Text for analysis
OMG! “What a difference a day makes ♪♫♫♪♪♫♫♪,♪♫♫♪,” as the Dinah Washington song goes.
Went to Mayo Clinic on Wednesday and had cataract surgery on my left eye. It was a surprisingly easy procedure. The prep time actually took longer than the surgery.
I’m now officially a “Patient Lens Implant Identification Card” carrier. The brand name is AcrySof out of Fort Worth, Texas. My mother, a staunch Texan who never did quite loose that Southern drawl despite moving away as a teenager, would be happy to know I now have another Texas connection.
A few years ago when I had an eye exam and was informed I was getting cataracts in both eyes, I wondered allowed how I would know when it was time to have surgery. As a photojournalist, my eyes are my everything. The ophthalmologist assured me, “You’ll know.” I wasn’t so sure about that.
Fast-forward to the end of my nine-day Cuba trip earlier this year during, on which I took over 5,000 photos. I knew. No question. I made an appointment at my favorite health care facility when I got back. For that, I give thanks to my dear husband, Arnie Bigbee, a 32-year Mayo Clinic retiree, who provides us with outstanding health care insurance. Sure enough, time for surgery.
So Wednesday was the day. After about 40 minutes of prep time and 20 minutes of surgery, it was over. I was awake the entire time with slight sedation and numbing in and around my left eye, laying motionless in the reclined medial chair, while Dr. Sanjay Patel did his “magic.”
A corneal specialist and professor of ophthalmology at Mayo Clinic, Dr. Patel’s skilled hands inserted that 13-millemeter devise that looks like a contact lens with two tiny, curved appendages, into my eye.
After putting a patch over my eye, I was sent off to rest for the remainder of the day. Given the drive from Edina to Rochester, Minn., we opted to stay there overnight, especially given today’s 7:20 a.m. post-op exam.
Once the patch was off, I could not believe my eye(s)! It was like viewing a tropical jungle from my left eye and a dry dessert with my right eye.
The difference is best seen in the following two photos. The one on the left is how I “NOW” see out of my cataract-free eye. The one on the right (which I altered in my computer’s Photos program) is how the same view looks through my right eye.
I assured Dr. Patel he’d be seeing me again soon.

Task statement
Rewrite the cataract surgery account starting at "I’m now officially" and ending at "sure about that.", with "photojournalist" changed to "news photographer".

Image-grounded pointing data
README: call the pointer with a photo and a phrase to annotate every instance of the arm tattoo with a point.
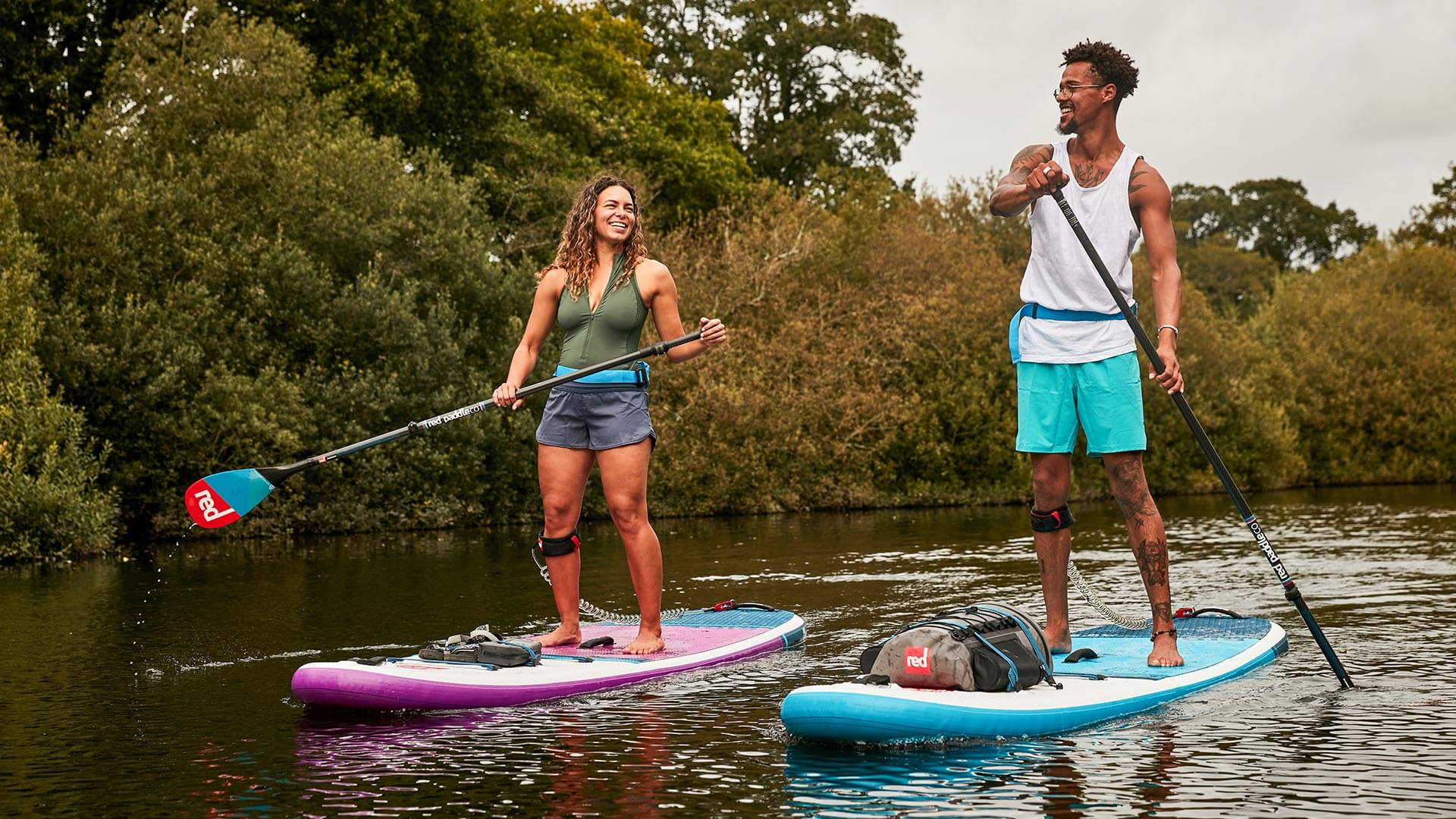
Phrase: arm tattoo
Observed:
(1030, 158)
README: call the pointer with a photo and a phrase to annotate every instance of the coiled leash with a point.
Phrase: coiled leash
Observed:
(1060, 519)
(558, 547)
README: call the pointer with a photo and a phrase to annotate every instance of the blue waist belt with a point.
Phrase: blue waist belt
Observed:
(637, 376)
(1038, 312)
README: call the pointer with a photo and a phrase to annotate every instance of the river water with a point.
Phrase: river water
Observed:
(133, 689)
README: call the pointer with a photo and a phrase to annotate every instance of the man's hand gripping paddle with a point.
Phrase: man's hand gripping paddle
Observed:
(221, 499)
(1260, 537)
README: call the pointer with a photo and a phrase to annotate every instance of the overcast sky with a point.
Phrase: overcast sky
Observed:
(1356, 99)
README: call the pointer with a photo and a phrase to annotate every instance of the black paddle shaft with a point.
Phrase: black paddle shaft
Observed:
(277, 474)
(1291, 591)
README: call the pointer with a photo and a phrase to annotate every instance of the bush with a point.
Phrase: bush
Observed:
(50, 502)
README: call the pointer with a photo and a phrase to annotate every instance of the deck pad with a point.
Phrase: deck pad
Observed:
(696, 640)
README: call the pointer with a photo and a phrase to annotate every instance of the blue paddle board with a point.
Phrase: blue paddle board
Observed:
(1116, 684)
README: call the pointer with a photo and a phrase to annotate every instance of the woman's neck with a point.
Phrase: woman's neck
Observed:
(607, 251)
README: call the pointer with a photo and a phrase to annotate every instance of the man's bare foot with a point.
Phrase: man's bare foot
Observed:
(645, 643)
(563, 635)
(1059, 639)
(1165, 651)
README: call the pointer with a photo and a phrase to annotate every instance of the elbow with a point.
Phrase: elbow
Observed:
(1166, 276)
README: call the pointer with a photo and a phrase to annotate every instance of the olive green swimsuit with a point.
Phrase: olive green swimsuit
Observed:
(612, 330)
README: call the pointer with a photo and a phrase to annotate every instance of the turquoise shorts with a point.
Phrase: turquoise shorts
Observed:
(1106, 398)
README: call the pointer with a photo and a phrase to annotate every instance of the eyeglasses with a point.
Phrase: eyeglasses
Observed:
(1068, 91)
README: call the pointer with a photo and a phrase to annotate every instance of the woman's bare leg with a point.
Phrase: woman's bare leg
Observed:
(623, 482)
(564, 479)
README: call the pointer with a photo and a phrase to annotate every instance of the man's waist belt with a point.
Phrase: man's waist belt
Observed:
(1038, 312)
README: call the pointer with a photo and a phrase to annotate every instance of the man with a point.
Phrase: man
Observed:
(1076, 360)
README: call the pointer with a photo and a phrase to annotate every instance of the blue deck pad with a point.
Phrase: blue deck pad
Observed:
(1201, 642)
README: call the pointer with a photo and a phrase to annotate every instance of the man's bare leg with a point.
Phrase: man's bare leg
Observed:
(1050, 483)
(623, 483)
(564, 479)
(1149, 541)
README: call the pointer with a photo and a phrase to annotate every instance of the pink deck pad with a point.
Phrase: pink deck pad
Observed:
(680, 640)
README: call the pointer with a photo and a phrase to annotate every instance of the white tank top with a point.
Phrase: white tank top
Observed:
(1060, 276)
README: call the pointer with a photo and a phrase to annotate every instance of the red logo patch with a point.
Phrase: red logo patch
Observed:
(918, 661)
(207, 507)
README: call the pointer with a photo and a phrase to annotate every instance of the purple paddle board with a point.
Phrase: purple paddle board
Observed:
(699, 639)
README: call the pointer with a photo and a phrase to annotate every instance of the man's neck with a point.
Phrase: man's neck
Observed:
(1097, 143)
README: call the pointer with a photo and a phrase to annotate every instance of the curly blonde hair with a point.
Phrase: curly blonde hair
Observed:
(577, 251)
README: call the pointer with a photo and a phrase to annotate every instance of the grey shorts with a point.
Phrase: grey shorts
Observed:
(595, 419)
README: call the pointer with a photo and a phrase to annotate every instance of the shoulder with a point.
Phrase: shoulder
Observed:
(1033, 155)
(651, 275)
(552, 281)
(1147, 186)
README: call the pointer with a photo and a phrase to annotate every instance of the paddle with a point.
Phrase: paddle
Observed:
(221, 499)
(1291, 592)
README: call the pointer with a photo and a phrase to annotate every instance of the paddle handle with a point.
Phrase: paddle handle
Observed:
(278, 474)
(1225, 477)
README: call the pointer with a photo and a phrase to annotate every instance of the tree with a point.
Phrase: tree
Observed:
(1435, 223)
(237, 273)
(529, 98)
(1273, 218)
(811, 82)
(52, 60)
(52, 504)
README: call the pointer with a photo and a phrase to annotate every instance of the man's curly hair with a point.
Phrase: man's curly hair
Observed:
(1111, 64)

Expected answer
I’m now officially a “Patient Lens Implant Identification Card” carrier. The brand name is AcrySof out of Fort Worth, Texas. My mother, a staunch Texan who never did quite loose that Southern drawl despite moving away as a teenager, would be happy to know I now have another Texas connection.
A few years ago when I had an eye exam and was informed I was getting cataracts in both eyes, I wondered allowed how I would know when it was time to have surgery. As a news photographer, my eyes are my everything. The ophthalmologist assured me, “You’ll know.” I wasn’t so sure about that.